Extract provided
-*-
D. Article "SEVENTH" of the Articles of Incorporation of each of T. Rowe Price
New Horizons Fund and T. Rowe Price New Era Fund, and Article "EIGHTH" of the
Articles of Incorporation of T. Rowe Price Growth Stock Fund, will be replaced
in their entirety with the following provisions:

  (a)The following provisions are hereby adopted for the purpose of defining,
limiting, and regulating the powers of the Corporation and of the directors and
shareholders:

     (1)
        The Board of Directors is hereby empowered to authorize the issuance
        from time to time of shares of its stock of any class or series, whether
        now or hereafter authorized, or securities convertible into shares of
        its stock of any class or series, whether now or hereafter authorized,
        for such consideration as may be deemed advisable by the Board of
        Directors and without any action by the shareholders.

     (2)
-*-
Task set
• 1. Decide whether each statement below agrees with the articles excerpt. Answer yes or no, and quote the deciding words of the text.
(a) The provisions are adopted to regulate the powers of the directors alone.
(b) The Board of Directors may authorize the issuance of shares without any action by the shareholders.
(c) The named articles will be only partly replaced.
• 2. Copy word for word the passage of the articles excerpt that starts at "The Board of Directors" and ends at "by the shareholders.".
-*-
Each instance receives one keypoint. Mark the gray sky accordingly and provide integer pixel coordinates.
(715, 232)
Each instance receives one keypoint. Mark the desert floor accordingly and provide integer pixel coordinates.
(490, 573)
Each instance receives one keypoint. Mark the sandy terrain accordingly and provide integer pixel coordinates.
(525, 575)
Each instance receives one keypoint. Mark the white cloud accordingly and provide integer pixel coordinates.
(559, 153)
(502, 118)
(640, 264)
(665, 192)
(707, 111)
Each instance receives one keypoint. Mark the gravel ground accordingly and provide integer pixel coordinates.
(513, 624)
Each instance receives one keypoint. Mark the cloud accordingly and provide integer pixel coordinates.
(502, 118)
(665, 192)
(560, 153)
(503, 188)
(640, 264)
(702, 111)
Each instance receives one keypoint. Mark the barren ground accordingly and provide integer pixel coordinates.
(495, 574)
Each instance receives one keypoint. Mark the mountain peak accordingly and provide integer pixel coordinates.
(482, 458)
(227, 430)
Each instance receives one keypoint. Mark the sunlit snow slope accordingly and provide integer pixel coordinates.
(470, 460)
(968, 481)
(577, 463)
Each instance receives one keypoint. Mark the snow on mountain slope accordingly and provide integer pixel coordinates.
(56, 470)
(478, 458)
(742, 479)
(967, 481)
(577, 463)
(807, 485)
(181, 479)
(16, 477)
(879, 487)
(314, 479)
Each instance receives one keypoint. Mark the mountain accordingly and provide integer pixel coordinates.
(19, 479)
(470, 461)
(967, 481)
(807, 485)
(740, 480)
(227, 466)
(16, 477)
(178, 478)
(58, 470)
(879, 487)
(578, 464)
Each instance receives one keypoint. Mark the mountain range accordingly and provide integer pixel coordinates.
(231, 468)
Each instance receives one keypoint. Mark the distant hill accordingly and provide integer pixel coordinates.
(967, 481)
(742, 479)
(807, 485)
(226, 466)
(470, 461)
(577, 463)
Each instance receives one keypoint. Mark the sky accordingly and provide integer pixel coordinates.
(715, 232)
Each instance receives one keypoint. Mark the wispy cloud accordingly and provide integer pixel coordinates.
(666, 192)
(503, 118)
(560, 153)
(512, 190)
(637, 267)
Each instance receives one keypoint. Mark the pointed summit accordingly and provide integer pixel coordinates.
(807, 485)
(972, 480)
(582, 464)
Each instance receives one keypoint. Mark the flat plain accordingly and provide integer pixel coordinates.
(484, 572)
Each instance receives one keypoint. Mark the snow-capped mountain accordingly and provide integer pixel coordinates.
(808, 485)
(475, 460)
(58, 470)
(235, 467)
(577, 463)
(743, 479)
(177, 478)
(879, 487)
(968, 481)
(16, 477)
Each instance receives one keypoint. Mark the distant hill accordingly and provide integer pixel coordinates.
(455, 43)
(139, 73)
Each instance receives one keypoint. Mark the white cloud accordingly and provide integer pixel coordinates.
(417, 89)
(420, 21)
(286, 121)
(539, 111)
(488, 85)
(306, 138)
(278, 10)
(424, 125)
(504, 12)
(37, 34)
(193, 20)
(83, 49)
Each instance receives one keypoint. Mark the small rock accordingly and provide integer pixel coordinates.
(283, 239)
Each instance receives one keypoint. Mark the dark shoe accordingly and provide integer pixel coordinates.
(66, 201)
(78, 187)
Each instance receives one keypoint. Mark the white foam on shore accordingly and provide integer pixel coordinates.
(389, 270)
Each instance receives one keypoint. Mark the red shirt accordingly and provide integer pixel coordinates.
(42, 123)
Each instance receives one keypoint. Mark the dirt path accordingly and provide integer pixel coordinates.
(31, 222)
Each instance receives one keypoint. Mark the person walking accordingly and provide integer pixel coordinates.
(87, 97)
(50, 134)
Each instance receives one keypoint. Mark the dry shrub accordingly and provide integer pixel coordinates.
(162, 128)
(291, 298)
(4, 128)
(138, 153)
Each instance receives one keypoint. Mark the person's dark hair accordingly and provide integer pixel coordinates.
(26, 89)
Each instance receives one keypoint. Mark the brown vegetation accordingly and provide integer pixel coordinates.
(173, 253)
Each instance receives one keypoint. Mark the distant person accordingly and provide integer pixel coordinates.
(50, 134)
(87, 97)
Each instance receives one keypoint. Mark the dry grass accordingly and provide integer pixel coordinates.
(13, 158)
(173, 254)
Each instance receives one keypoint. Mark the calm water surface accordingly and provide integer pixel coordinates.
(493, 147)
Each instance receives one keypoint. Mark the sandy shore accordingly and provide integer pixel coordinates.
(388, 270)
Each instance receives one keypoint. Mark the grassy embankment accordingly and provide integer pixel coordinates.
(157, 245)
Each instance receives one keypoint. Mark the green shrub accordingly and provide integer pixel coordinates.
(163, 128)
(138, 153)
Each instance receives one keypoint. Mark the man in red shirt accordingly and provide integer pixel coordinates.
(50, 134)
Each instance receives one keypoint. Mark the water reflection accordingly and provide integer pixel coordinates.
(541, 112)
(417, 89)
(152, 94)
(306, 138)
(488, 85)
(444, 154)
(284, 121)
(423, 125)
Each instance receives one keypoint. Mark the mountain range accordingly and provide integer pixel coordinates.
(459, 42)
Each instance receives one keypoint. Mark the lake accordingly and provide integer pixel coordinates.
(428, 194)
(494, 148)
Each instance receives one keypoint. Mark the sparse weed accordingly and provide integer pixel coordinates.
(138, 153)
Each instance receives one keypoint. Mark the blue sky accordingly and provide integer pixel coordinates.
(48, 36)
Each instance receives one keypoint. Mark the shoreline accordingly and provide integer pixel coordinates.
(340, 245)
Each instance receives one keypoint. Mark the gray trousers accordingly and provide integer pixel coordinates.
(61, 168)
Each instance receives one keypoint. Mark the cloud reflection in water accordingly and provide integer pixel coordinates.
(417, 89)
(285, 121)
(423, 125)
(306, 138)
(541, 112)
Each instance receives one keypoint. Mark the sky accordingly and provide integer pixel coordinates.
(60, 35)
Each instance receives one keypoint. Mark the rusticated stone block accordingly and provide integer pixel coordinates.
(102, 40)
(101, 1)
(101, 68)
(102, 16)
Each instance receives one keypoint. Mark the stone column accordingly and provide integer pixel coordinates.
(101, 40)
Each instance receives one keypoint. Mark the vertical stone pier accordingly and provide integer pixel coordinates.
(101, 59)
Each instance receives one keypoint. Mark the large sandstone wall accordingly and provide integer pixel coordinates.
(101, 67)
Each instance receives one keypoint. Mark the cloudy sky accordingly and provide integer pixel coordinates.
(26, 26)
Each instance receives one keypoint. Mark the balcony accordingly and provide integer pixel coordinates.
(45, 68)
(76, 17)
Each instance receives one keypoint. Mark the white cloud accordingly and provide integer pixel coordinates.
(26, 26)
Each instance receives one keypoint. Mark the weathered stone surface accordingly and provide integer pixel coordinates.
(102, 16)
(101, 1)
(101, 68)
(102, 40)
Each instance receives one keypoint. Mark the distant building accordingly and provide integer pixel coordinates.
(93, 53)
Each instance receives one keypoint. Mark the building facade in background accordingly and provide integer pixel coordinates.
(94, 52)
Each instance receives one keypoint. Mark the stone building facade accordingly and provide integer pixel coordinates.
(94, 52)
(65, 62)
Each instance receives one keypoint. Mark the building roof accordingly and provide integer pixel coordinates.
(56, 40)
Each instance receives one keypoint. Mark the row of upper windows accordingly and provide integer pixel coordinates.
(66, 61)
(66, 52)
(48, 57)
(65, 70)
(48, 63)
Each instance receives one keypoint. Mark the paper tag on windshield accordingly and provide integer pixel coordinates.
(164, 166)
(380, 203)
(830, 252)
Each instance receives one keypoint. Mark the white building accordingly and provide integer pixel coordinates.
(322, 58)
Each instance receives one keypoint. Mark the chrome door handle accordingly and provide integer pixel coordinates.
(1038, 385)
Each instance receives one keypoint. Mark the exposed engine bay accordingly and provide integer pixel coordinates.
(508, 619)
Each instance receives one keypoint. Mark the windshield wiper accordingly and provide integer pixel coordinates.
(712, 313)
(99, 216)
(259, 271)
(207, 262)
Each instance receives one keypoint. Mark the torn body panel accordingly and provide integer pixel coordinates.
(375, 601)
-*-
Per-task outputs
• 1.
(a) No: "defining, limiting, and regulating the powers of the Corporation and of the directors and shareholders"
(b) Yes: "for such consideration as may be deemed advisable by the Board of Directors and without any action by the shareholders"
(c) No: "will be replaced in their entirety with the following provisions"

• 2.
The Board of Directors is hereby empowered to authorize the issuance
        from time to time of shares of its stock of any class or series, whether
        now or hereafter authorized, or securities convertible into shares of
        its stock of any class or series, whether now or hereafter authorized,
        for such consideration as may be deemed advisable by the Board of
        Directors and without any action by the shareholders.